Copy each line below in which the word "guitar" occurs.

• [Input for this task]:
○ ○ ○ ○

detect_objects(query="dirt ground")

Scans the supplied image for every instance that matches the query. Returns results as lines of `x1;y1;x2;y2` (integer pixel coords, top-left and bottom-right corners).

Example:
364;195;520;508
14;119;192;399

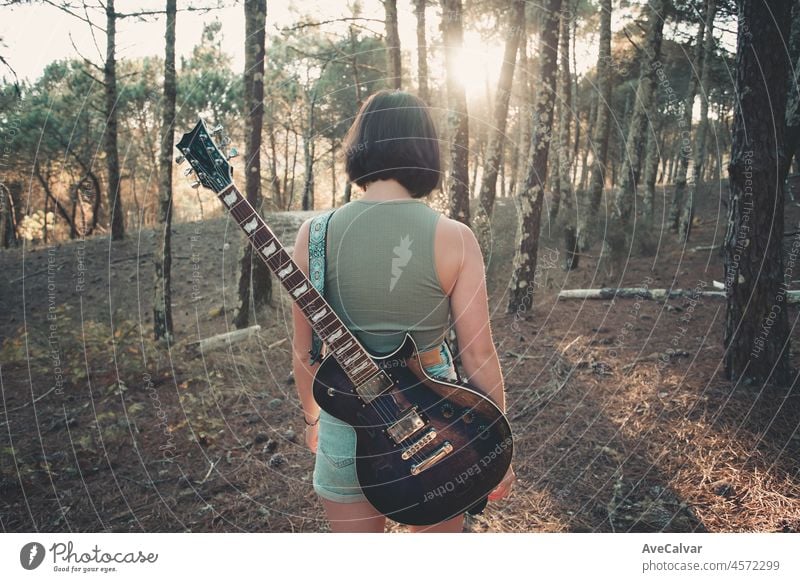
1;182;799;533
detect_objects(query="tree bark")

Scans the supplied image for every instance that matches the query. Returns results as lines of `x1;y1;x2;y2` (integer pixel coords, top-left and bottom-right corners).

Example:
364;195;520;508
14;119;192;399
441;0;470;225
475;0;525;253
384;0;402;89
153;0;176;342
641;120;663;221
413;0;430;102
506;0;562;313
514;33;532;199
781;0;800;183
679;0;716;241
104;0;124;240
611;0;665;227
577;0;611;250
234;0;272;329
723;0;791;385
0;184;19;248
550;5;573;224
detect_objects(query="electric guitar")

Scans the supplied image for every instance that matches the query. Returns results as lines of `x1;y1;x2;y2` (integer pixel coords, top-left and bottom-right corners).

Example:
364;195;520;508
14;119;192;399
176;119;513;526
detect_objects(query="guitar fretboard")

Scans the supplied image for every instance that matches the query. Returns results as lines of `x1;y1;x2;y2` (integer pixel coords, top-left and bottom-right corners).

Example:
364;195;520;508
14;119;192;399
217;184;380;387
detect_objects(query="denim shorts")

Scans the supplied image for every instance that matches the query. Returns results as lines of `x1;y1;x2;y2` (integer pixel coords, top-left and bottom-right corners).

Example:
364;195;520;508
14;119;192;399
312;341;457;504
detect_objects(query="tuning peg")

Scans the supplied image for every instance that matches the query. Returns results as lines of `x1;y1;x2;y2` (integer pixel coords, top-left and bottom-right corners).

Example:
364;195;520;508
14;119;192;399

○ ○ ○ ○

• [Written answer]:
detect_objects(query="electric guitar")
detect_objects(query="guitar fretboard")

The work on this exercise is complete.